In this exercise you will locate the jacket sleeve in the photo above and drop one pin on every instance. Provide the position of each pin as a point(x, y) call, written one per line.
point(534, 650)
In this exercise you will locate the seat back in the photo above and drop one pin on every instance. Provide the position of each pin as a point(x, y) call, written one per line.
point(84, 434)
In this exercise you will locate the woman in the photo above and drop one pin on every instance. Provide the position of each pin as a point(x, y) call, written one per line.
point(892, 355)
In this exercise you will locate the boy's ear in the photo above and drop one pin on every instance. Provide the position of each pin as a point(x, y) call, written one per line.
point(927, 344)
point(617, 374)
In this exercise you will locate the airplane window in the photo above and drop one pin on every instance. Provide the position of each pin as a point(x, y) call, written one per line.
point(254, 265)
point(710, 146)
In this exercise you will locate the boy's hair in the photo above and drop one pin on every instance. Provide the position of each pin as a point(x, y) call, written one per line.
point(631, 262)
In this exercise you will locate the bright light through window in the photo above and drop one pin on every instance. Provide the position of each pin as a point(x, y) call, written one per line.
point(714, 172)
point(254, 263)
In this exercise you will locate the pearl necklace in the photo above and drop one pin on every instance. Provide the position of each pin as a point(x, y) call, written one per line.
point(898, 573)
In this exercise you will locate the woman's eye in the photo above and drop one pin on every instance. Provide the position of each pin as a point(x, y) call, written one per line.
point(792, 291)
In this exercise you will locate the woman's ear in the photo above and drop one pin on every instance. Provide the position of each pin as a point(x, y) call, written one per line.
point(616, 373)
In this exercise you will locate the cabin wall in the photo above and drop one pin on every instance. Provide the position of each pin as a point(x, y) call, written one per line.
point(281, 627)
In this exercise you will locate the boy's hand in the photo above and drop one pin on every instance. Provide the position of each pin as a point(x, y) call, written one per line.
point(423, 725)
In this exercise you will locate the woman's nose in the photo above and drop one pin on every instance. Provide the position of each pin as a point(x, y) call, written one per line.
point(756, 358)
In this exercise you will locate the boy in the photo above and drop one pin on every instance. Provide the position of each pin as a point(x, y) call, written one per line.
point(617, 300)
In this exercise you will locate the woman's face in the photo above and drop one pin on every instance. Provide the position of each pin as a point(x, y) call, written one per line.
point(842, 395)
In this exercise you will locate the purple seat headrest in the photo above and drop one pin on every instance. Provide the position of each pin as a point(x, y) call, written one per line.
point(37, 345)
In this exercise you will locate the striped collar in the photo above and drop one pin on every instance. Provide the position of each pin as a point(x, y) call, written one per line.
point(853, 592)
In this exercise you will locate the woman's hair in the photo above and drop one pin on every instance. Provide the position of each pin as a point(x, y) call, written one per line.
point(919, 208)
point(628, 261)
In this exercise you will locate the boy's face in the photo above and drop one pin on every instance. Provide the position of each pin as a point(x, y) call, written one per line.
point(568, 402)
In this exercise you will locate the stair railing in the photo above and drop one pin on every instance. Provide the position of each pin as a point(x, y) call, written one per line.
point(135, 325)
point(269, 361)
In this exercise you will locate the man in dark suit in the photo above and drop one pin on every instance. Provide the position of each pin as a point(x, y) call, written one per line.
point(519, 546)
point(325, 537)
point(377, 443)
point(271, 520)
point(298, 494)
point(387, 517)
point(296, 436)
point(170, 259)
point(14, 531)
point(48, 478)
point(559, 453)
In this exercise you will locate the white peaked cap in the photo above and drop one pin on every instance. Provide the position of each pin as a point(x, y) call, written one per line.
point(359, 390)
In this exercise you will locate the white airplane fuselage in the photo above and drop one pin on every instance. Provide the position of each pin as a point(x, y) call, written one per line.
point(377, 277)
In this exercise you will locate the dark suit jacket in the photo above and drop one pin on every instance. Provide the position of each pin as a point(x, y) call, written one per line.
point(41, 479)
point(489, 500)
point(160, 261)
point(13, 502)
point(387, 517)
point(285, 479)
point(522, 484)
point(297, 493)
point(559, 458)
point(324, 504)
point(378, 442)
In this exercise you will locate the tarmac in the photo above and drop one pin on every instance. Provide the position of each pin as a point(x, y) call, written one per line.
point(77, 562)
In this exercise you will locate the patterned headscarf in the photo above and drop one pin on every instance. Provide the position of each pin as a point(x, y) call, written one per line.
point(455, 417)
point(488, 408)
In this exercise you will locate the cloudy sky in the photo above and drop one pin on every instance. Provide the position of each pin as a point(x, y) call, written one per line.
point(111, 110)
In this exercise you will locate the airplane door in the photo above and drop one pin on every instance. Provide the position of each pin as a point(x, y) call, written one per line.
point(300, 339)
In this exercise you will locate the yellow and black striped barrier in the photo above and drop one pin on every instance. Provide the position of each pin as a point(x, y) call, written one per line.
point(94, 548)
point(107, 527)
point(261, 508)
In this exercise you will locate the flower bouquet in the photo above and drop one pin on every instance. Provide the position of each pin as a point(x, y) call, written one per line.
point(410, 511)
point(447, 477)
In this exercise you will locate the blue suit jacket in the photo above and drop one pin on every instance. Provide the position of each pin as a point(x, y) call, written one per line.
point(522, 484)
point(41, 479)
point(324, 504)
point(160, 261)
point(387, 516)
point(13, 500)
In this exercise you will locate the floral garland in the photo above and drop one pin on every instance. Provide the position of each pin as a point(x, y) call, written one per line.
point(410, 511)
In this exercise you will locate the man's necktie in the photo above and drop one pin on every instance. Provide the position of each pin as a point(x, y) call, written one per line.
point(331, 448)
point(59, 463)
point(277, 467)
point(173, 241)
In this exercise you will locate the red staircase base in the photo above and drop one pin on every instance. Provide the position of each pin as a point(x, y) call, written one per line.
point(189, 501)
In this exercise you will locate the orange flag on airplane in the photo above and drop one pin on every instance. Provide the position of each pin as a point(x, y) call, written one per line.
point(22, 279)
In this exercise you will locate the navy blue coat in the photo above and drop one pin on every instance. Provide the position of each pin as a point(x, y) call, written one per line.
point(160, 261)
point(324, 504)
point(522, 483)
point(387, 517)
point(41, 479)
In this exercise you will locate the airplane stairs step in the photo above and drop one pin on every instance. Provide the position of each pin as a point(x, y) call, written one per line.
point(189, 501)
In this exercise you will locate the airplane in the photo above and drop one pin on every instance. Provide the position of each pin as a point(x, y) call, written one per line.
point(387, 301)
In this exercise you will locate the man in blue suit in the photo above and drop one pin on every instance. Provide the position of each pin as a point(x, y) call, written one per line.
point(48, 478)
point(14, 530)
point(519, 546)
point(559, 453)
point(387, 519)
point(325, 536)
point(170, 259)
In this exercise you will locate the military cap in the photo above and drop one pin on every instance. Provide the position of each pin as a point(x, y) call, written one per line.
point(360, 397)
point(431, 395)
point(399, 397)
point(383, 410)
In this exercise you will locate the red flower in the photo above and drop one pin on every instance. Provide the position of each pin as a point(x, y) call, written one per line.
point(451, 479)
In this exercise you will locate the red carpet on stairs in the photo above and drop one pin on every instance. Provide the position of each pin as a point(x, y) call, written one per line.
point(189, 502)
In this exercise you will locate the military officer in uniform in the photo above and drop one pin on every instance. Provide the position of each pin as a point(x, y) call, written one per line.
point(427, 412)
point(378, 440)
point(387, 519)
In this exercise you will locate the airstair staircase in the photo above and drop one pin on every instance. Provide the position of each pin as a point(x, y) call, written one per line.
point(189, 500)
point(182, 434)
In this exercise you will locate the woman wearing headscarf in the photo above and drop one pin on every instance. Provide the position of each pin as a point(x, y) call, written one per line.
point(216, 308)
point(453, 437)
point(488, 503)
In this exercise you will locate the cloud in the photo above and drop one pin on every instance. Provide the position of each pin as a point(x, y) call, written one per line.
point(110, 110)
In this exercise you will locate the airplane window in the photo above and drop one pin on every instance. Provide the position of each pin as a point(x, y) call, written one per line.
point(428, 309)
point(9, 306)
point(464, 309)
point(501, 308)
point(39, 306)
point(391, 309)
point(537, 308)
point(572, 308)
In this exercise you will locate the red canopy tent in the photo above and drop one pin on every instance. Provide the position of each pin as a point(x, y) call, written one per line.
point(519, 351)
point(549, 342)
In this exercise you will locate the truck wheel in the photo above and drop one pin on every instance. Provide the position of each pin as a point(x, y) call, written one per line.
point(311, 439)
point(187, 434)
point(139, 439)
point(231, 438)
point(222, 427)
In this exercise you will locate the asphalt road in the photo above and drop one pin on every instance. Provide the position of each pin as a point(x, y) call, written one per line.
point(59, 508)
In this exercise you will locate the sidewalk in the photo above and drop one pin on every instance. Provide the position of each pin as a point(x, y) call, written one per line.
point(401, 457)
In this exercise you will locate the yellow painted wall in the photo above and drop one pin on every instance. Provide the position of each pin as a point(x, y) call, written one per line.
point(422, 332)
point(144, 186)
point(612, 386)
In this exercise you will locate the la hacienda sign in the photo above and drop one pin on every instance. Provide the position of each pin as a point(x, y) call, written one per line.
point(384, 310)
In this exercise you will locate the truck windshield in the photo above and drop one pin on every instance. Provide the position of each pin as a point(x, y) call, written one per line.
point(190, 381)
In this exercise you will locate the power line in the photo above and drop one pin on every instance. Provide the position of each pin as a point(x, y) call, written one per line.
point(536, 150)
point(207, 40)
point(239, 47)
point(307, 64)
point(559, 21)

# # # # # # #

# Your assignment:
From the line holding "In this exercise you will locate the power" to the end of the listing, copy every line exactly, both ends included, and add nothing.

# Reply to the exercise:
In this exercise you will locate the power line in the photo above and drop one pin on every instance. Provide the position of each pin as a point(x, y) call, written one per line.
point(536, 150)
point(207, 40)
point(239, 47)
point(307, 64)
point(559, 21)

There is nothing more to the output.